*Selected extract:*
--- START ---

GOALS AND OBJECTIVES

TERQAS — Kick-Off Meeting

January 30-31, 2002

Attendees: James Pustejovsky, José Castaño, Roser Saurí, Robert Ingria, Marc Verhagen, Drago Radev, Antonio Sanfilippo, John Frank, Beth Sundheim, Bran Boguraev, Lisa Ferro, George Wilson, Inderjeet Mani, Jean Michel Pomareda, Penny Lehtola, Mark Maybury, David Day, and Bev Nunan

Table of Contents

January 30, 2002

GOALS AND OBJECTIVES (James Pustejovsky)

Corpus for Analysis: Evaluation and Selection (Beth Sundheim & Lisa Ferro)

TEMPEX TUTORIAL (George Wilson)

GOLD STANDARD CREATION (Drago Radev)

WORKSHOP DELIVERABLES: TenseML AND TIMEBANK (James Pustejovsky)

January 31, 2002

INFERRING TEMPORAL ORDERING IN NEWS (Inderjeet Mani)

SUBGOALS towards Event Timeline Construction (James Pustejovsky)

WORKING GROUPS

1. Ontology

2. Corpus Collection/Definition

3. Specification and Definition of TenseML

4. Query Corpus Construction

5. Algorithm Review and Development

6. Evaluation

January 30, 2002

GOALS AND OBJECTIVES

James Pustejovsky

Goals:

Design of TenseML, a metadata standard to markup events, their temporal anchoring and how they relate. From here, creation of a Gold Standard.

Design of the algorithms for:

extracting events
QA

Relevant issues at discussion here:

What TenseML should involve:

Hierarchy for events (pretty much in the lines of already existing standard proposals)
Temporal expressions: typification (points, intervals, etc.), how do they relate to events.
Types of relations among events (precedence, overlapping, partial overlapping, etc.)
Event persistence and its ramifications
Basic semantic stuff: aspectuality, modality, etc.
The role of the Gold Standard: how "gold" can/should it be?

Evaluation methods

Possible data sets available:

TIDES

TDT, TDT2

TREC

ACE (Automatic Context Extraction)

There was a long discussion about how to evaluate. It was stated that developing the gold standard will be a cyclic process. Need to agree on a subset of data sets. Need to evaluate and develop on how it relates to QA. By March or April will need specifics on how to evaluate. The government urged the group to have a long range vision. To think future!

One of the data sets that will be used in the workshop is PropBank and that should be available by mid-March.

Corpus for Analysis: Evaluation and Selection

Beth Sundheim & Lisa Ferro
Presentation:

TIDES as a text set for Time Expressions.

The project has focussed on time adverbials in isolation (e.g., prepositions are not taken into account, even if they are part of the Temporal Expression). Temporal relations aren’t marked here, either.

The current task isn’t the categorization of time adverbials but assigning values to expressions. The manual annotation is thought to guide the training of the future computer annotation task.

The representation is an extension of ISSO standard on temporal markup. The basic notation is in terms of points. Among other issues, TIDES covers: duration, week values, imprecise temporal expressions (summer, etc.), truncation and other forms of imprecision.

Issues arisen from this discussion (and from the evaluation of the tagset):

Concerning what info do we want to annotate:
Further topics that can be explored, not handled in TIDES:
- Embedded or complex expressions (e.g., from Monday to Wednesday)
- Sets of durations (last three months)
- Holidays
- Time zones; culture-related Time Expressions
- Temporal displacements (the President met his wife …)
- Ambiguity (there is no way to encode it now); how to represent ambiguous time stamps.

--- END ---

*Exercise requirements:*
**1.** Summarize the TERQAS meeting notes in two sentences.
**2.** According to the TERQAS meeting notes, which data set for the workshop should be available by mid-March?
**3.** Write what comes next in the TERQAS meeting notes, picking up after the last line.

*Recorded information:*
--- START ---

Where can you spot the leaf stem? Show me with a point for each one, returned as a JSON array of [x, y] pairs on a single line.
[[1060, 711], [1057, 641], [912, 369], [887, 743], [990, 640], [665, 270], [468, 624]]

--- END ---

*Answers provided:*
**1.** The kick-off meeting set the goals of designing TenseML, a metadata standard for marking up events, their temporal anchoring and how they relate, then building a Gold Standard from it and designing algorithms for event extraction and QA. Evaluation drew long discussion, and the TIDES presentation explained that the project assigns values to time adverbials in isolation, does not mark temporal relations, and leaves topics such as embedded expressions, holidays, time zones and ambiguity unhandled.

**2.** PropBank.

**3.**
- Anaphora related topics
- Co-reference
- Relations among events
- …
Essentially, there are 2 directions to take given TIDES as starting point:
1. Binding, related to anaphora,
2. Recognizing events, which requires having an ontology, the use of morphology, the knowledge already available about regular polysemy, clustering of events, modality, scalar increasing/decreasing, etc.
It has to be agreement on:
- the level of granularity of the annotation.
- the complexity of the resolution of anaphora.
- what kind of events do we want to identify; patterns of events
- how much put in the tags
- …
Certain expressions should be characterized by presenting scaled (or fuzzy) borders (e.g., century meaning approx. 100 years).

Polysemy of temporal expressions should be coded in the marking up. Prior to this, it has to be an identification of the different types of ambiguity; e.g., next Monday (either one or the other interpretation), last year (vague), fifth anniversary (event — temporal expression).

It could be interesting to give a measure of the confidence of the markup as part of the notation (currently there is only a "comments" field). This would allow knowing the rate of possible error accumulation.

On the use of context in the annotation process:

It’s still not clear to what level and for what particular purposes to use the context. It may be interesting to contemplate different levels of information according to their origin: just from the temporal expression, from the phrase in which it appears (e.g., including info from prepositions), from the aspectuality of the event, from an upper-sentence level, from the temporal info of the document (e.g., issuing date). In addition, the annotation should keep track of the level from which the info is obtained.

Similarly, it may be interesting to define different levels of "windows" for anaphora resolution and, as above, to keep track of it.

It would be useful to have a diary collecting problems arisen from the marking up (Beth. Lisa). Beth said she has a laundry list of items that should be incorporated into the standards. For example: "he last three summers." It's a set type annotation but it is also a duration annotation. Everyone said they would like to see Beth's laundry list.

It was asked how long does it take to train an annotator. How fast does it take to annotate an article. The workshop would like to bring in someone to do the annotating. George Wilson mentioned that Inderjeet had six grad students from Georgetown annotating documents. They had two 3-hour training sessions. The result was an F score of about .8. The articles were about 1000 words and it took about 3/4 hour to tag.
Single events and multiple events: there is a corpus from NIST. Could be useful.

Remarks and comments:

Suggestion: Pick some functions and talk about time as floating point number. For TenseML: get the most flexible tense attribute.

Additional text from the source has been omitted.